EXERCISE DIRECTIONS |
The line holding "Target: road" and all lines that follow it to the end of the data: return these exactly, and nothing more.

*** Opening of DATA EXCERPTS ***

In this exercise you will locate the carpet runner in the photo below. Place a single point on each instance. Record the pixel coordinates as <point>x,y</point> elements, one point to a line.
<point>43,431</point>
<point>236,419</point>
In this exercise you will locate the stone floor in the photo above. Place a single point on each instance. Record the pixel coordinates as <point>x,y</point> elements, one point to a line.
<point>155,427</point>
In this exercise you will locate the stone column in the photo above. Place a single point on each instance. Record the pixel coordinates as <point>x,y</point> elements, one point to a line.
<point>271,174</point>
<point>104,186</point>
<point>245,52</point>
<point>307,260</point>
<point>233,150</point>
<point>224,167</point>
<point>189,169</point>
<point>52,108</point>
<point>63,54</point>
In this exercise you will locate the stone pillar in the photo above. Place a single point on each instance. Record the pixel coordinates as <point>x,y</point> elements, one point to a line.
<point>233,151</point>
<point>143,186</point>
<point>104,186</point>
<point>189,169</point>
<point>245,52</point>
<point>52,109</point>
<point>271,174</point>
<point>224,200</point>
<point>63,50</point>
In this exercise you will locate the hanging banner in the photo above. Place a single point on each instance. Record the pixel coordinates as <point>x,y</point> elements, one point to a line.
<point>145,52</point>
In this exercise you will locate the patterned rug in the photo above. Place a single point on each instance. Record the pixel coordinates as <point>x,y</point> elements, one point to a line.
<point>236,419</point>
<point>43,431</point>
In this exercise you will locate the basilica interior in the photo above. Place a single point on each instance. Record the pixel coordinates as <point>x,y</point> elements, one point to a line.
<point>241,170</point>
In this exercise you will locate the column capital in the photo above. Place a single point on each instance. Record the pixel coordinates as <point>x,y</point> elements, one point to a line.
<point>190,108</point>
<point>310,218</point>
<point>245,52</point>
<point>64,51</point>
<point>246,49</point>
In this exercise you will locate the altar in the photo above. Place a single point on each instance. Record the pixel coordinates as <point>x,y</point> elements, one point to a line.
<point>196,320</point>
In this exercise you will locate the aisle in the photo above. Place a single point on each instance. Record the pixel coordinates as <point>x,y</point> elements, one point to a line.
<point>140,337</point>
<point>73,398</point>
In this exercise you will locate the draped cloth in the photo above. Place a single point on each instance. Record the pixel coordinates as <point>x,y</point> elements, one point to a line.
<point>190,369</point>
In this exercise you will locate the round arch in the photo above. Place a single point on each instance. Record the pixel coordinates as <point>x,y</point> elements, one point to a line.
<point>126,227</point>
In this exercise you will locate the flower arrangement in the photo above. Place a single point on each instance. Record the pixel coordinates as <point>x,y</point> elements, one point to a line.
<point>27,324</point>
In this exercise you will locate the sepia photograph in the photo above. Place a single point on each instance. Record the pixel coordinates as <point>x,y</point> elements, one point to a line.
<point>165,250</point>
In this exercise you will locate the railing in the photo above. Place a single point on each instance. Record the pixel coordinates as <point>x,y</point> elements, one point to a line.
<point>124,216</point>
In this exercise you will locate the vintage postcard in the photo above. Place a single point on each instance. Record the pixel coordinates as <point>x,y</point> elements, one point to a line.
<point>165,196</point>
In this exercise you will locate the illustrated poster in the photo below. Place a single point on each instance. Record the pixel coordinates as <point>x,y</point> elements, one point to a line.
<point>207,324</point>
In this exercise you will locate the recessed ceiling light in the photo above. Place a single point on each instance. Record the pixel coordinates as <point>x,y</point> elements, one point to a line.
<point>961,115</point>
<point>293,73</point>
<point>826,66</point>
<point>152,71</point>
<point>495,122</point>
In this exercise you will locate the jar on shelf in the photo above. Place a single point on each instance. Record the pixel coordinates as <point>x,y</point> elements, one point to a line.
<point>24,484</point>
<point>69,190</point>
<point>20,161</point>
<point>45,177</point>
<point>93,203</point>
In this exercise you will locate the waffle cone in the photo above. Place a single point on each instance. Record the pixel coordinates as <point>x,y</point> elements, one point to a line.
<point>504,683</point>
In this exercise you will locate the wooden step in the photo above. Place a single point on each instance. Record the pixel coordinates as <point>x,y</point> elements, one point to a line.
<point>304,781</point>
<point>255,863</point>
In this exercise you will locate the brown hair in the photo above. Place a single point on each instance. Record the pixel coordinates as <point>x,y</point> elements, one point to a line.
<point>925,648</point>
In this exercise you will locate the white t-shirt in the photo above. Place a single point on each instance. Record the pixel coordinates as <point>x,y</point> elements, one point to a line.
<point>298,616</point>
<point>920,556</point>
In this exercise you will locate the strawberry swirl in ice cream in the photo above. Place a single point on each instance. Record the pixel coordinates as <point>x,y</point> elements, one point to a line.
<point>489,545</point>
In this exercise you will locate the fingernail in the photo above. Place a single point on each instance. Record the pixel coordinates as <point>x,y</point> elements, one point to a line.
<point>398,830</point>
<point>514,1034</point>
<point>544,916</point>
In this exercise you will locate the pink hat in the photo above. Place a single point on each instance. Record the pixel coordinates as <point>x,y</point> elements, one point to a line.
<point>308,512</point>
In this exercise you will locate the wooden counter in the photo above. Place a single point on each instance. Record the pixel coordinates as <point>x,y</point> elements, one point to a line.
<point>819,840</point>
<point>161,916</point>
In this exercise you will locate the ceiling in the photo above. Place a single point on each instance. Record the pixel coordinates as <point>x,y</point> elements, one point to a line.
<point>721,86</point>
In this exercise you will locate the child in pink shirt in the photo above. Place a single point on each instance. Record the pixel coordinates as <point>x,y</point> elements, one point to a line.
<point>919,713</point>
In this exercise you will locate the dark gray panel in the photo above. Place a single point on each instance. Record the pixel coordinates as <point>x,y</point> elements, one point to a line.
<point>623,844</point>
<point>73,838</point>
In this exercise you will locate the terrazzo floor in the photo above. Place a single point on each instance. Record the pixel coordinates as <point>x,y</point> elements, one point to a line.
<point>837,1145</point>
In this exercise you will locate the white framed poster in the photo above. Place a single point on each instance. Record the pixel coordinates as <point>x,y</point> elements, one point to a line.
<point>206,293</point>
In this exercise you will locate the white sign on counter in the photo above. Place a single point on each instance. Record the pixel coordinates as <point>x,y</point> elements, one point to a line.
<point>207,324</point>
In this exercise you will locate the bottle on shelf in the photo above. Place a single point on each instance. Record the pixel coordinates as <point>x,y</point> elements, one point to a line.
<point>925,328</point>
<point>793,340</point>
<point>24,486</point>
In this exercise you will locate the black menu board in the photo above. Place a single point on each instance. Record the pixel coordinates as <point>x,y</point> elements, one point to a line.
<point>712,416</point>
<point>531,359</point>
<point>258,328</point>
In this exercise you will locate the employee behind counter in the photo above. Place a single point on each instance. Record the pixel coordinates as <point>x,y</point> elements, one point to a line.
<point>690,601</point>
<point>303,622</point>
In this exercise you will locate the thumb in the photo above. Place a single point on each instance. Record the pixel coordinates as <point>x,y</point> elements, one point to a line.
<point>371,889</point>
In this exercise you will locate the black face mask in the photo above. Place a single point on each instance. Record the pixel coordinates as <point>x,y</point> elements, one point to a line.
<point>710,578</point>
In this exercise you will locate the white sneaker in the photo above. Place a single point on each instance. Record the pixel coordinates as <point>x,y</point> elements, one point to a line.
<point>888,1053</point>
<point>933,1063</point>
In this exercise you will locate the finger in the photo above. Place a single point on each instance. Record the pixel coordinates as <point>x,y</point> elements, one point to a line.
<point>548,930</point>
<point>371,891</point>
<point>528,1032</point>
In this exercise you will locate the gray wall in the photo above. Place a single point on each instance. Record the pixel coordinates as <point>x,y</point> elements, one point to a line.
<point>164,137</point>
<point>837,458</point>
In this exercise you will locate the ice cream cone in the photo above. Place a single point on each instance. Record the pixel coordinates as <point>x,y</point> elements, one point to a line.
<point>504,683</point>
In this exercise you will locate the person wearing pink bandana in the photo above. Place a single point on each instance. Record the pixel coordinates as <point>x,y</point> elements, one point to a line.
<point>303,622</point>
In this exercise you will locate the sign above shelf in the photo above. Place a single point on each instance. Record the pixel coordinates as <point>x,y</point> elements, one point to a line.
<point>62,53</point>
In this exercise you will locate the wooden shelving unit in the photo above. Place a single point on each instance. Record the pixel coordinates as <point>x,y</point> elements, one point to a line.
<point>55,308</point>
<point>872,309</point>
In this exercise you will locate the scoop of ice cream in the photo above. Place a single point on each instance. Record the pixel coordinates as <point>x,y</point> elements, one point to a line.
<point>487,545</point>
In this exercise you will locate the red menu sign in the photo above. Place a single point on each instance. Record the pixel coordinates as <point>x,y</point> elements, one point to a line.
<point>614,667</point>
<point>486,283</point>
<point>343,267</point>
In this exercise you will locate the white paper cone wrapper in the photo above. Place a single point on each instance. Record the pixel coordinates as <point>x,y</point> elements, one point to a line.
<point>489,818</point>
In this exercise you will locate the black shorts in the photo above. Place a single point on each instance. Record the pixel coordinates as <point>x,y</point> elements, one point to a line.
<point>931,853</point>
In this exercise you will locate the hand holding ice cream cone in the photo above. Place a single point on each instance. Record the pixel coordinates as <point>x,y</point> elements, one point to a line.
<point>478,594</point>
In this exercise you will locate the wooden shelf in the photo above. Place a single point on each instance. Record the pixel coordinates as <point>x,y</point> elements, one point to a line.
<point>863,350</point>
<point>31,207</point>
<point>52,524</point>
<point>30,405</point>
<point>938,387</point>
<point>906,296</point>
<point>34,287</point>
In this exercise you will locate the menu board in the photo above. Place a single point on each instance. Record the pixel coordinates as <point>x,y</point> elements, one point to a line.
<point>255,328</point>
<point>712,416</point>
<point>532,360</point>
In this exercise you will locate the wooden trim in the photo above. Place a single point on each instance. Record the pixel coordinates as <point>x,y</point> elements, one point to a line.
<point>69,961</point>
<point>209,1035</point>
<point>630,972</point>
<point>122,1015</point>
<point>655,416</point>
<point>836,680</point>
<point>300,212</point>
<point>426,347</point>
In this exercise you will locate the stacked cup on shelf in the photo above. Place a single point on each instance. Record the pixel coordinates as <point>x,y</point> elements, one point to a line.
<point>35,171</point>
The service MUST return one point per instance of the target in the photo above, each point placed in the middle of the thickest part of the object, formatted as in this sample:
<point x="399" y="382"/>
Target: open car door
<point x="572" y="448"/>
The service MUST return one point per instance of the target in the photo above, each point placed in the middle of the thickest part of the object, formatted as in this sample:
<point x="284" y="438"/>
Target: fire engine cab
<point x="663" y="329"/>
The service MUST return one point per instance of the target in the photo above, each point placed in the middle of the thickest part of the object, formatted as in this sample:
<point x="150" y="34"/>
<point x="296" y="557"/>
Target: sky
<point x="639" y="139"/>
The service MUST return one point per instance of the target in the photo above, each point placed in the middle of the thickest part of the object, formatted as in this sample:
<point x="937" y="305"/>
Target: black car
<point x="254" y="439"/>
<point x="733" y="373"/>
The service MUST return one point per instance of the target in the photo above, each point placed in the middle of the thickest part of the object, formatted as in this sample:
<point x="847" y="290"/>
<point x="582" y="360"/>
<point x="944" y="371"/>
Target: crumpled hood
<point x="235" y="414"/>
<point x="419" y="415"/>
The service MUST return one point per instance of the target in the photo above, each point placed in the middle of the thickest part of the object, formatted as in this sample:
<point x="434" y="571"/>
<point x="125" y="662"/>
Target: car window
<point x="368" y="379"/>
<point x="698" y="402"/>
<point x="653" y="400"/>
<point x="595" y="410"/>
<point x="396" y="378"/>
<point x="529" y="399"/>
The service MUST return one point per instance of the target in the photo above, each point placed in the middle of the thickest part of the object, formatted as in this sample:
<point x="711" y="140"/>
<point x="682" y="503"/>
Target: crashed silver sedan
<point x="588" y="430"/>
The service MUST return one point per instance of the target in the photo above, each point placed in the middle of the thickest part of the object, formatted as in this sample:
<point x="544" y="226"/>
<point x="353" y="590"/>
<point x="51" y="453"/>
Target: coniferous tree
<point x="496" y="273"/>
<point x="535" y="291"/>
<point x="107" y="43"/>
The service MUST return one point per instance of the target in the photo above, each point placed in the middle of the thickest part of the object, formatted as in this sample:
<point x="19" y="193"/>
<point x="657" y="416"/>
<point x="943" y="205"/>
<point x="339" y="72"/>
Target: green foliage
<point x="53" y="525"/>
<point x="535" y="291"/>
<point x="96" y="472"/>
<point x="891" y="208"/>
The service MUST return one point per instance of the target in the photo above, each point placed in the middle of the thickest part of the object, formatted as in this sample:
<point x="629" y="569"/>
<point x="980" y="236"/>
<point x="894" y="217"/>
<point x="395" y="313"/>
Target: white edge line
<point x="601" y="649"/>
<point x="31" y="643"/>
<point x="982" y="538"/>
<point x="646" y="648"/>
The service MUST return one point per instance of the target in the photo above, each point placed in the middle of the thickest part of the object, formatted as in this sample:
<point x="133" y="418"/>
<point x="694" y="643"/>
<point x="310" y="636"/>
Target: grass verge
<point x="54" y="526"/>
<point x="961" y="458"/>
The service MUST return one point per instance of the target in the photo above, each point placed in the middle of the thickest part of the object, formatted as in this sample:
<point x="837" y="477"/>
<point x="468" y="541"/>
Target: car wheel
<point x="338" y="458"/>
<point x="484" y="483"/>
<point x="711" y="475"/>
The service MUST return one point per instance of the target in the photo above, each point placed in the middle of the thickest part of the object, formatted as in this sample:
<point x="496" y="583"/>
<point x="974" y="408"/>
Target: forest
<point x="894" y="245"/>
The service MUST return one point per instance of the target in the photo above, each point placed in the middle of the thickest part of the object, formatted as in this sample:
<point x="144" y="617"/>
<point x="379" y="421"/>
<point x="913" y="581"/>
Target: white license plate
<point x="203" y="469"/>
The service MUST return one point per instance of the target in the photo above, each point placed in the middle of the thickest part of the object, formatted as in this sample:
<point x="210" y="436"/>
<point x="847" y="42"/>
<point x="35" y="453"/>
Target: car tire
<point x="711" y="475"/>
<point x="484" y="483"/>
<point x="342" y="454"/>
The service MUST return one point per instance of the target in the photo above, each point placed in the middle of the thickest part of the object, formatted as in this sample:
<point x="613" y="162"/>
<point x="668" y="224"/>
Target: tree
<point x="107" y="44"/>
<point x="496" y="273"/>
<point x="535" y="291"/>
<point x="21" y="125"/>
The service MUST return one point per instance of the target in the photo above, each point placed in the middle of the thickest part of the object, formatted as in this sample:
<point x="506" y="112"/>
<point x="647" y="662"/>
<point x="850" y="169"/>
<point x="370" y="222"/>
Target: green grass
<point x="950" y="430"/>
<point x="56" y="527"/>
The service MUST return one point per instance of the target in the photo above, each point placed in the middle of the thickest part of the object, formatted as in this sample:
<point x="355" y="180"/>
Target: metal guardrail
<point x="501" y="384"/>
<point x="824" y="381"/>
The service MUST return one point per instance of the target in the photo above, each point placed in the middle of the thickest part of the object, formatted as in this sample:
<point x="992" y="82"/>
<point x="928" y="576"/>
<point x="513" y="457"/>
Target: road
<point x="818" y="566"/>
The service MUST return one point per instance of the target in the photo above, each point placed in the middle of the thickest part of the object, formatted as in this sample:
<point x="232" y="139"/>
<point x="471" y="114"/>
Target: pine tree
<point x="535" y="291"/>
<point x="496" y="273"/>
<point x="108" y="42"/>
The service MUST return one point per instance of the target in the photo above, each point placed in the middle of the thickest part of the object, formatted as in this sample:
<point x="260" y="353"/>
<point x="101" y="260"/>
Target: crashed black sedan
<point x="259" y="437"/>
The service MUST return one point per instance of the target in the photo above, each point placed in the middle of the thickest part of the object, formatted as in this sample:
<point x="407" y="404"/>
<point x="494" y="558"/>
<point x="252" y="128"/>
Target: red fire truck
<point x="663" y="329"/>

*** Close of DATA EXCERPTS ***

YOUR RESPONSE |
Target: road
<point x="818" y="566"/>
The service MUST return one point per instance of the target in the photo above, each point placed in the middle of the thickest part of the object, formatted as in this sample:
<point x="232" y="139"/>
<point x="471" y="114"/>
Target: pine tree
<point x="535" y="291"/>
<point x="496" y="273"/>
<point x="108" y="42"/>
The service MUST return one point per instance of the target in the photo above, each point placed in the middle of the thickest part of the object, formatted as in this sample:
<point x="260" y="353"/>
<point x="101" y="260"/>
Target: crashed black sedan
<point x="259" y="437"/>
The service MUST return one point per instance of the target in the photo above, each point placed in the middle of the thickest part of the object, formatted as in this sample:
<point x="407" y="404"/>
<point x="494" y="558"/>
<point x="252" y="128"/>
Target: red fire truck
<point x="663" y="329"/>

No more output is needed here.